I think Fletcher from the article was right when he said

 

"I don't therefore see this ruling as opening the floodgates for predictive coding, as cases will need to be of a certain value and have sufficient quantities of electronic documents to make it viable." 

 

Some years ago when the US courts did something similar we were inundated with the question ‘do you have predictive coding in Intella?’  Walking around Legaltech that year it was all the buzz - predictive coding brochures and signs on so many booths. 

 

It surprised us that a number of callers wanted to know if we had this feature called predictive coding. When we tried to explain, most did not  want to know what was involved in terms of sampling/training with subsets, the cost of having skilled and knowledgeable users on hand, the systems it may require and so on. In short it is a process that has its own requirements and not a button.  More importantly, did their firm attract cases that could benefit from it on a regular basis, regular enough to justify the costs and return a profit on their investment?   They just had to have it because everyone was talking about it.

 

This keeping up with the Jones attitude was IMHO driven not by need but by a number of vendors’ blatant marketization of the term predictive coding. This was coupled with a number of the usual suspects in the form of legal bloggers pushing this as an agenda to try and drum up sales for specific vendors. Those vendors will continue paying to advertise in return for more favourable reviews of their predictive coding offering and product. (IMHO paid bloggers or #cash_for_comment bloggers are blight on our industries. I have no problem with bloggers getting paid, but they need to make it clear when they have a tie of some kind to any vendor they write about.  Some do this openly, some do it in a way that is well hidden to the first time reader, so they are appear to be an independent reviewer when they are not). We don't hear about predictive coding nearly as much anymore. (We see a similar frenzy of marketing around the current buzz term "Information Governance".  Again a very real area but some vendors have seen dollars and let the marketing hounds off the leash to go get the money anyway they can. Again, Information Governance is  not a feature but a process much broader than just one software package).

> **SUPPLIED INFORMATION**:
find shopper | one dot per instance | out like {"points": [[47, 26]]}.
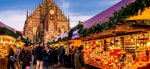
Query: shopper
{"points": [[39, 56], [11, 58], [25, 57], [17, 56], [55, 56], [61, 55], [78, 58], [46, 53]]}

> **EXERCISE TASKS**:
1. According to the predictive coding commentary, why did Fletcher not see the ruling as opening the floodgates for predictive coding? Answer in one to three sentences.
2. Summarize the predictive coding commentary in two sentences.
3. Write what comes next in the predictive coding commentary, starting after its final sentence.

> **RESULTS OF THE TASKS**:
1. Fletcher said cases would need to be of a certain value and have enough electronic documents to make predictive coding viable.

2. The writer agrees with Fletcher that the ruling will not open the floodgates for predictive coding. The writer recalls that after similar US court action, many people wanted the feature only because everyone was talking about it, not because it suited them, and blames vendors' marketing and undisclosed paid bloggers, noting a similar frenzy now around "Information Governance."

3.
 

We looked at what the vendors in this space were doing for predictive coding (PC, TAR, CAR, etc) and we found that most were more smoke and mirrors than real features. There were only a few doing "machine based learning" that has been around for a long time and really qualified as predictive coding.  Not all predictive coding is created equal!

 

So to answer your question - we have coders  that have extensive experience with AI / machine based learning subjects, so we are well placed to understand and make a valuable contribution to this field.  I think it is inevitable that we will add some form of "machine based learning" to assist in the identification of data. However we want to offer it in the same way as all our features - our mantra is being the easiest product on the market to use.  When we add it we want every case and user to benefit, not just the multimillion dollar cases that require huge lit support resources.  

 

For now, if you need to have predictive coding for a specific case, we are happy to recommend, off list, the few vendors we see as real options. 

 

Lastly, do have a read of the EDJ adoption articles for predictive coding. Greg has a good, independent and research based view on this.  He is not a #cash_for_comment blogger.